=== TEXTO DE LECTURA ===

Marcelo Pelissier inaugura su cuentística con relatos que juegan entre distintos subgéneros (ciencia ficción, terror), pero donde más se mueve es en el fantástico. Un fantástico que, a la manera clásica, va provocando extrañamientos para que los lectores y/o los personajes intenten encontrar, o no, algún tipo de explicación más o menos racional. Por ejemplo, en el primer cuento, Un miedo antiguo, el narrador, frente a un hecho que lo extraña, dice: “Opté por la explicación más lógica. Elegí creer que toda esa gente se había ido dejando sus cosas atrás; un ritual de renovación”. Más adelante en el mismo cuento esa opción racional se encuentra con un: “Las miro y no entiendo”, frente a la decisión racional del principio que busca equilibrio aparece la imposibilidad de responder con las leyes del mundo hecho y derecho. Más adelante, en Ya todo fue dicho, dice otro narrador frente a lo inexplicable: “Pasé el resto de la noche tratando de dilucidar si todo eso había sucedido de verdad o se trataba de una pesadilla”. Hay que elegir, se opta, se trata de ejercer razonamiento a lo inexplicable, pero, inevitablemente, se termina sin aliento.
En paralelo a este funcionamiento del fantástico, también hay cuentos que usan la extrañeza como vehículo para reflexionar, por ejemplo, sobre el lenguaje, sobre la escritura y sobre la memoria. Es el caso de tres cuentos en concreto: Una estética del fragmento, Sobre la arena y La luz helada de las estrellas. El primero ensaya una forma de organización de la memoria: hay un orden meticuloso de lo vivido a través de frascos, pero ese orden, no sabemos por quién, está siendo saqueado. Dice el narrador de ese cuento: “Como una escritura, los frascos son un registro periódico de mi vida”; la organización del mundo está dada siempre por la lengua (¿el lenguaje también es una pared llena de frascos ordenados?). Por su parte, el segundo cuento, también aborda el tema de cómo funciona el lenguaje y cómo éste estructura lo que en algún momento es solo caos; pero, lejos de buscar en eso una confirmación, pone en tensión las formas que toma la máquina nombradora: la precisión y los nombres son ilusiones que cuando se alcanzan vuelven a desaparecer. Y, en tercer lugar, está La luz helada de las estrellas que despliega un interesante mecanismo donde el narrador abre su caja negra y reflexiona sobre la escritura de un cuento que se va mechando con su historia personal.

===

CONSIGNA. Enumere todos los títulos de cuentos que se mencionan en el texto sobre la cuentística de Marcelo Pelissier.

=== DATOS EXTRAÍDOS ===

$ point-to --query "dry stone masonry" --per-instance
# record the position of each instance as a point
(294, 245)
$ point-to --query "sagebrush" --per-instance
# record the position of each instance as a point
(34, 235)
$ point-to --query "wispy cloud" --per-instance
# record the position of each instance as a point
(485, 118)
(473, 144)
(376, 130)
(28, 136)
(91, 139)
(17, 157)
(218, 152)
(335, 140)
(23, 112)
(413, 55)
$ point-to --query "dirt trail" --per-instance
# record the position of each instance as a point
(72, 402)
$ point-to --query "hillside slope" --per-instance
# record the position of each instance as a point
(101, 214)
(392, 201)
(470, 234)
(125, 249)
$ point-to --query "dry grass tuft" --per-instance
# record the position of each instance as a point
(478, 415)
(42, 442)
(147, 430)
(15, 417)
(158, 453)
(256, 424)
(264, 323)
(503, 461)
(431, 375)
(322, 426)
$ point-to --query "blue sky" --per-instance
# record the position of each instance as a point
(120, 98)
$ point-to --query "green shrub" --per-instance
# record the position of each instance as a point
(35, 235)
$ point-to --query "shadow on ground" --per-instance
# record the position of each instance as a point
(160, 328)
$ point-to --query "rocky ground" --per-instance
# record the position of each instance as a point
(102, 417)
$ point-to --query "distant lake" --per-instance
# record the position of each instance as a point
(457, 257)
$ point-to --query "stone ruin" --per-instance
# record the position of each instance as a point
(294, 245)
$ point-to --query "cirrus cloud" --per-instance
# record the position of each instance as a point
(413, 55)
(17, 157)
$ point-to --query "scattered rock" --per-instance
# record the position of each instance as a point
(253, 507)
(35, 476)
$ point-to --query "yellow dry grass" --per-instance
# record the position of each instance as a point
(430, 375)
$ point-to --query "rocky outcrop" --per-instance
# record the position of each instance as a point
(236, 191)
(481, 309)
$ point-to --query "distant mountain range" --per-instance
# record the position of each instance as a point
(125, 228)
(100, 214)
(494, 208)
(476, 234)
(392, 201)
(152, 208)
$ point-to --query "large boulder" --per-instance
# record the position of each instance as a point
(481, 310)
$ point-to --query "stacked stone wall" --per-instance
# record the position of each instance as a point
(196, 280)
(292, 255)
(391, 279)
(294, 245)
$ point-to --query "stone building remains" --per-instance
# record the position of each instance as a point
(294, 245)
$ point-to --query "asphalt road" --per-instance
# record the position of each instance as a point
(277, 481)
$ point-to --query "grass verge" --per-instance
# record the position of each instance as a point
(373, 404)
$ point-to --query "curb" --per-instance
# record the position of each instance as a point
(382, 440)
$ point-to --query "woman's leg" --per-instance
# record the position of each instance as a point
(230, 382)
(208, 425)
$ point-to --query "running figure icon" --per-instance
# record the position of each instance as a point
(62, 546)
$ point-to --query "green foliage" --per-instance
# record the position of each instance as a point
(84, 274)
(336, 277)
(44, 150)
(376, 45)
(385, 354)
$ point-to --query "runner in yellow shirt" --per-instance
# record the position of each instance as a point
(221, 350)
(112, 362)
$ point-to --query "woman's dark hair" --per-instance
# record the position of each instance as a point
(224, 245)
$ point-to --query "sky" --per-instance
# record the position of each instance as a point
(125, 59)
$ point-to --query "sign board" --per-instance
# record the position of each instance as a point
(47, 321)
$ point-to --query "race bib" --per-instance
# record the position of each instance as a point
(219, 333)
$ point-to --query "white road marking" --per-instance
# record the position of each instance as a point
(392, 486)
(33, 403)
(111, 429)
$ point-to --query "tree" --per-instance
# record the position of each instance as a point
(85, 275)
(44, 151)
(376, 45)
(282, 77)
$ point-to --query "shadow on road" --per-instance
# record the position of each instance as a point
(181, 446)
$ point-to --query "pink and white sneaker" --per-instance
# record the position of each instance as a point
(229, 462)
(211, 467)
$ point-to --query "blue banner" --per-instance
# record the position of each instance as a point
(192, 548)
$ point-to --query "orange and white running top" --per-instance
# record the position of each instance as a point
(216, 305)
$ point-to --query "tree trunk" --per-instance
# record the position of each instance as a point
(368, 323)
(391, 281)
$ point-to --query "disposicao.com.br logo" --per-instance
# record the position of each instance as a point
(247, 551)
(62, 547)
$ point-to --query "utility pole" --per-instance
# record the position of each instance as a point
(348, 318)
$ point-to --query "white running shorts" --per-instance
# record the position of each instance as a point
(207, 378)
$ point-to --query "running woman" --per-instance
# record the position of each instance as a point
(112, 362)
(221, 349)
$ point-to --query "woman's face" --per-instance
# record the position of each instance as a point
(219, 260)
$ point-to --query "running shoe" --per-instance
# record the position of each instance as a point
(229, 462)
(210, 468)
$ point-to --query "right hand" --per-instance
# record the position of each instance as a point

===
=== DATOS EXTRAÍDOS ===

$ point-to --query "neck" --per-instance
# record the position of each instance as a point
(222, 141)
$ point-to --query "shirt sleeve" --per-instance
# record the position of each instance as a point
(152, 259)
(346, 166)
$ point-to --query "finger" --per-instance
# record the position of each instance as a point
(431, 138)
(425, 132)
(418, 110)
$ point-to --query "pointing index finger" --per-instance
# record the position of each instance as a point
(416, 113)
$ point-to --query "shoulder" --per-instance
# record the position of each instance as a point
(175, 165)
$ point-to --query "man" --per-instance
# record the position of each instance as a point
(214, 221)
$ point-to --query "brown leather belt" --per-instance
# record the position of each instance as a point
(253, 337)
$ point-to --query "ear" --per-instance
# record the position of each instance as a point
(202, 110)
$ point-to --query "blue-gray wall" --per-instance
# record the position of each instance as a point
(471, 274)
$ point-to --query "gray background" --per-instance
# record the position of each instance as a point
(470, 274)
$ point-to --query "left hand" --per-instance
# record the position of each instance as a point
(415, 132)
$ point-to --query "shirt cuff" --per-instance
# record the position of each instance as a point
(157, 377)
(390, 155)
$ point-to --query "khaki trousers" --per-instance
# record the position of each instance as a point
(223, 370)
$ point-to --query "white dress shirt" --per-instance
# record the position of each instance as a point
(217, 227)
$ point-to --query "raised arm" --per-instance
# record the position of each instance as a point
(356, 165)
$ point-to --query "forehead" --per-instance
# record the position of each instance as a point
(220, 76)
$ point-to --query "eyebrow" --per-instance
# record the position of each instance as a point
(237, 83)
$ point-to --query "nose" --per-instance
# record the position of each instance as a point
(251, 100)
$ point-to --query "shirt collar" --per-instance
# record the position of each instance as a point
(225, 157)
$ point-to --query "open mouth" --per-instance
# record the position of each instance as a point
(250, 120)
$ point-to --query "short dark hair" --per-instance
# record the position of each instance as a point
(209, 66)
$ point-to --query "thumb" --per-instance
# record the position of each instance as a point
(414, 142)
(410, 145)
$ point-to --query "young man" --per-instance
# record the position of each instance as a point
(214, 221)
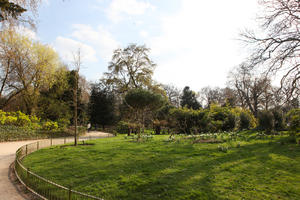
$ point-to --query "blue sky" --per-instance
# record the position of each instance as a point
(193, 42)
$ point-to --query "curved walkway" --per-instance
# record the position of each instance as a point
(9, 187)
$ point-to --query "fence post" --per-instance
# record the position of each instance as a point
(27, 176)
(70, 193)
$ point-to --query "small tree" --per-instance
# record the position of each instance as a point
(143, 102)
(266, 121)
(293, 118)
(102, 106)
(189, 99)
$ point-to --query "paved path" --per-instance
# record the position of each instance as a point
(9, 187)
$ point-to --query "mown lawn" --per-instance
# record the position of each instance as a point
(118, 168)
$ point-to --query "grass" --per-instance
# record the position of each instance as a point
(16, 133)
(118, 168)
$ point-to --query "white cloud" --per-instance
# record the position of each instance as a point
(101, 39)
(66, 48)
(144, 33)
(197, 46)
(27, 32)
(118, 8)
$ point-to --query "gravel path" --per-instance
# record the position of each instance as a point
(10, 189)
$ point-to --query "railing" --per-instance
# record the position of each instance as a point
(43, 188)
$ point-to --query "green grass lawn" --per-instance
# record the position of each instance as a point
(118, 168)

===

RESPUESTA.
- Un miedo antiguo
- Ya todo fue dicho
- Una estética del fragmento
- Sobre la arena
- La luz helada de las estrellas